• **Description of the task**
The whole of the data must be transcribed exactly.
*** Data to use Section Begins ***
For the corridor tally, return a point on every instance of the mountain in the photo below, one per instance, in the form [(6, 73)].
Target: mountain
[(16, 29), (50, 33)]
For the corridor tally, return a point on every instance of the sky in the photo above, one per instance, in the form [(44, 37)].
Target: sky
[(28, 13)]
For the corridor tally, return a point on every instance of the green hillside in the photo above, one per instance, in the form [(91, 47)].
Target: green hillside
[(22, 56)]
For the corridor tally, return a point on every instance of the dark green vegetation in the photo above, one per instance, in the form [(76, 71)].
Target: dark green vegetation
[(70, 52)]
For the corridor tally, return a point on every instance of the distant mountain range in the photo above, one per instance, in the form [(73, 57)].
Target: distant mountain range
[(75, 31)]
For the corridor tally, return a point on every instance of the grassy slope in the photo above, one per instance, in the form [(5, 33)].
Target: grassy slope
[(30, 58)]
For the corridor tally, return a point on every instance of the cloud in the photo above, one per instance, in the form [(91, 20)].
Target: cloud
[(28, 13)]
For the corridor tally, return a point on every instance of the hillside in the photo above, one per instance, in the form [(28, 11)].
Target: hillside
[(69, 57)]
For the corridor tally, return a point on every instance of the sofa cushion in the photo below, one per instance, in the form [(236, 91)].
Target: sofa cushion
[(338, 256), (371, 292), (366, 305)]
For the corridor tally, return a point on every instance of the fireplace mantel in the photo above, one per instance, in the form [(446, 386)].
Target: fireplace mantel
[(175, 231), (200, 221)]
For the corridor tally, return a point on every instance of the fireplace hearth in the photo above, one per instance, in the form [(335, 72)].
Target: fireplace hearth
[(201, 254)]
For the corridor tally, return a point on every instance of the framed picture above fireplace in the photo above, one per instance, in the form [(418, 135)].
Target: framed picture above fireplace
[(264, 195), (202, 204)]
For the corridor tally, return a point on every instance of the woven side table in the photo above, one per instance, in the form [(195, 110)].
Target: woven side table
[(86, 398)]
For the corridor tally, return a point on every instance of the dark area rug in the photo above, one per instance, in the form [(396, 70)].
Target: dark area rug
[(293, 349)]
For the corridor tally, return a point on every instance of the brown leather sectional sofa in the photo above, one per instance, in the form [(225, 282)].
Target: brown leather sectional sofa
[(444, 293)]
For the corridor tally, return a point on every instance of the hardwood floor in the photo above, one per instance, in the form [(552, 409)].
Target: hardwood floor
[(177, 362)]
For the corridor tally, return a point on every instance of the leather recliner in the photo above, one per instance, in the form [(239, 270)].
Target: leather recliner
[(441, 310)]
*** Data to use Section Ends ***
• **Result below**
For the corridor tally, return a point on every instance of the mountain in the photo below, one per instance, in the form [(6, 73)].
Target: mountain
[(16, 29), (50, 33)]
For the corridor tally, return a point on every instance of the sky in the photo above, one per instance, in the form [(44, 37)].
Target: sky
[(28, 13)]
For the corridor tally, return a point on every instance of the green hillside in the photo above, one per instance, in the form [(91, 47)].
Target: green hillside
[(22, 56)]
For the corridor tally, return a point on every instance of the dark green vegetation in the photo above, one per instance, in the form [(76, 71)].
Target: dark green vegetation
[(70, 52)]
For the corridor tally, return a point on every instance of the distant mountain range in the photo above, one per instance, in the form [(73, 57)].
Target: distant mountain range
[(75, 31)]
For the corridor tally, return a point on every instance of the grassy slope in the photo above, one per instance, in the form [(5, 33)].
Target: grassy slope
[(30, 58)]
For the corridor tally, return a point on every instance of the cloud in the photo above, one per instance, in the form [(91, 20)].
Target: cloud
[(28, 13)]
For the corridor tally, return a point on every instance of the hillside in the photo above, one per instance, in the form [(28, 11)].
Target: hillside
[(69, 57)]
For the corridor tally, return a point on every instance of the sofa cushion in the photo below, one per instance, in the form [(236, 91)].
Target: sofa cushion
[(338, 256), (371, 292), (366, 305)]
For the corridor tally, return a point on every instance of the fireplace mantel in the photo above, one per instance, in the form [(446, 386)].
Target: fireplace mantel
[(175, 231), (200, 221)]
For the corridor tally, return a point on every instance of the fireplace hearth in the photo above, one per instance, in the form [(335, 72)].
Target: fireplace hearth
[(201, 254)]
For the corridor tally, return a point on every instance of the framed picture above fireplace in the photo above, one per instance, in the form [(418, 135)].
Target: framed picture above fireplace
[(264, 195), (202, 204)]
For the corridor tally, return a point on every instance of the woven side table in the photo above, one per instance, in the form [(195, 110)].
Target: woven side table
[(86, 398)]
For the corridor tally, return a point on every instance of the dark area rug in the photo above, one per instance, in the form [(396, 70)].
Target: dark area rug
[(293, 349)]
For the corridor tally, return a point on every instance of the brown leather sectional sofa in the photo above, one per instance, in the form [(225, 282)].
Target: brown leather sectional sofa
[(444, 293)]
For the corridor tally, return a point on every instance of the hardwood floor in the photo above, one per instance, in the form [(552, 409)].
Target: hardwood floor
[(177, 362)]
For the corridor tally, return a point on every instance of the leather recliner in the photo above, one per instance, in the form [(239, 270)].
Target: leather recliner
[(441, 310)]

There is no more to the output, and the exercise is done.